Set problem.
Could you rewrite the material from its first line through the line with "<point>118,444</point>", replacing "pixel coordinates" with "exact coordinates" and leaving everything else as it is?

● ● ●

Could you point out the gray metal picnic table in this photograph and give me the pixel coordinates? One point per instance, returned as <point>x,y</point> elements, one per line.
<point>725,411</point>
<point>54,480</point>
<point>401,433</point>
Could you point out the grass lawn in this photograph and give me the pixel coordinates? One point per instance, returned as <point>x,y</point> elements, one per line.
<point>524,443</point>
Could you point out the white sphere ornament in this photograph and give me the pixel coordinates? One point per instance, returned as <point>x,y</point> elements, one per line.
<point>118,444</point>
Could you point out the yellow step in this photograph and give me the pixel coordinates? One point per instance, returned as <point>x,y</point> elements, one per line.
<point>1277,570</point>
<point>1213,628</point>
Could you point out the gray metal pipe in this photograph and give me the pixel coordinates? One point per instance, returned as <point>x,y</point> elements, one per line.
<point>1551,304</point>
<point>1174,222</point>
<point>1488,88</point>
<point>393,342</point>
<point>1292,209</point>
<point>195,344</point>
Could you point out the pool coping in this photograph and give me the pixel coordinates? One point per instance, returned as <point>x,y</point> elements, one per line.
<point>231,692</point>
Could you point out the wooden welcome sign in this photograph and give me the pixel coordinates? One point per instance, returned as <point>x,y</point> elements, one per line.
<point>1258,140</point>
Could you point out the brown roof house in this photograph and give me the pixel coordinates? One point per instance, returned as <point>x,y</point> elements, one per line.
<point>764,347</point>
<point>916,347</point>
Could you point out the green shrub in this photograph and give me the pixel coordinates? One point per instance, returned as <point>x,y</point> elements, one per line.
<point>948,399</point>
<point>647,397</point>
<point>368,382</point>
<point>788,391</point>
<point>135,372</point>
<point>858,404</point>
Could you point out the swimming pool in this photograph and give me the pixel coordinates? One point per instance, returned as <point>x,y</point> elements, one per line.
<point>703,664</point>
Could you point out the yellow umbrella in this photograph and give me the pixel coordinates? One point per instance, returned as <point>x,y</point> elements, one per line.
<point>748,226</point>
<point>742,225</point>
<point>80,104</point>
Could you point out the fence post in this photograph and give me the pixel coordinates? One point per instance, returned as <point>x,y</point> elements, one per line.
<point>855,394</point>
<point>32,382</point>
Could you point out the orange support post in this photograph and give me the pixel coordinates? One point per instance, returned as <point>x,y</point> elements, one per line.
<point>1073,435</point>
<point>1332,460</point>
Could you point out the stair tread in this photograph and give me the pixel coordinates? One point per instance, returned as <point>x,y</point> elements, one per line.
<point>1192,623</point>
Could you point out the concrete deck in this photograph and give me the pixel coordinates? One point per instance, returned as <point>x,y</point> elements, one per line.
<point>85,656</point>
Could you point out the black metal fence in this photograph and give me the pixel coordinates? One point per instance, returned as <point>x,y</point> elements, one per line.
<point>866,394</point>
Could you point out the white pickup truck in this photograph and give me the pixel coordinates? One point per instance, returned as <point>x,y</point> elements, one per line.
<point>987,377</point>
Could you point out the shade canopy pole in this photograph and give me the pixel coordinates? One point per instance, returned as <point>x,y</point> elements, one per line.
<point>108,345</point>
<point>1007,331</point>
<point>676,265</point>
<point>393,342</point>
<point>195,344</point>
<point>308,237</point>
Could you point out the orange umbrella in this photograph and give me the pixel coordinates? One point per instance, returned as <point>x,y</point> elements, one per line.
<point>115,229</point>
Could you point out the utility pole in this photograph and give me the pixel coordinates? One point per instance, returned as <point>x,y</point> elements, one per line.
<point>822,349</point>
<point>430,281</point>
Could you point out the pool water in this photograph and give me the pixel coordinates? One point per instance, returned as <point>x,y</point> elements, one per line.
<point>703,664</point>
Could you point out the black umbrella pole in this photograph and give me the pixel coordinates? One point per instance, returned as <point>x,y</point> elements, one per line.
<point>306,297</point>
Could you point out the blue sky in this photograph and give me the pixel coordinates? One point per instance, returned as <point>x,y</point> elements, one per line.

● ● ●

Full output.
Could you point out the gray metal picnic table in this photograph and give me the exact coordinates? One point per instance, returned as <point>x,y</point> elements, one per line.
<point>725,411</point>
<point>54,480</point>
<point>401,433</point>
Could you point out the grass lawn in this photograph and give me the exact coordinates? One point per instance, returned as <point>x,y</point> elements, one per line.
<point>524,443</point>
Could you point out the white sphere ornament in this photograph and give me the exact coordinates? One point per instance, returned as <point>x,y</point> elements, one per line.
<point>118,444</point>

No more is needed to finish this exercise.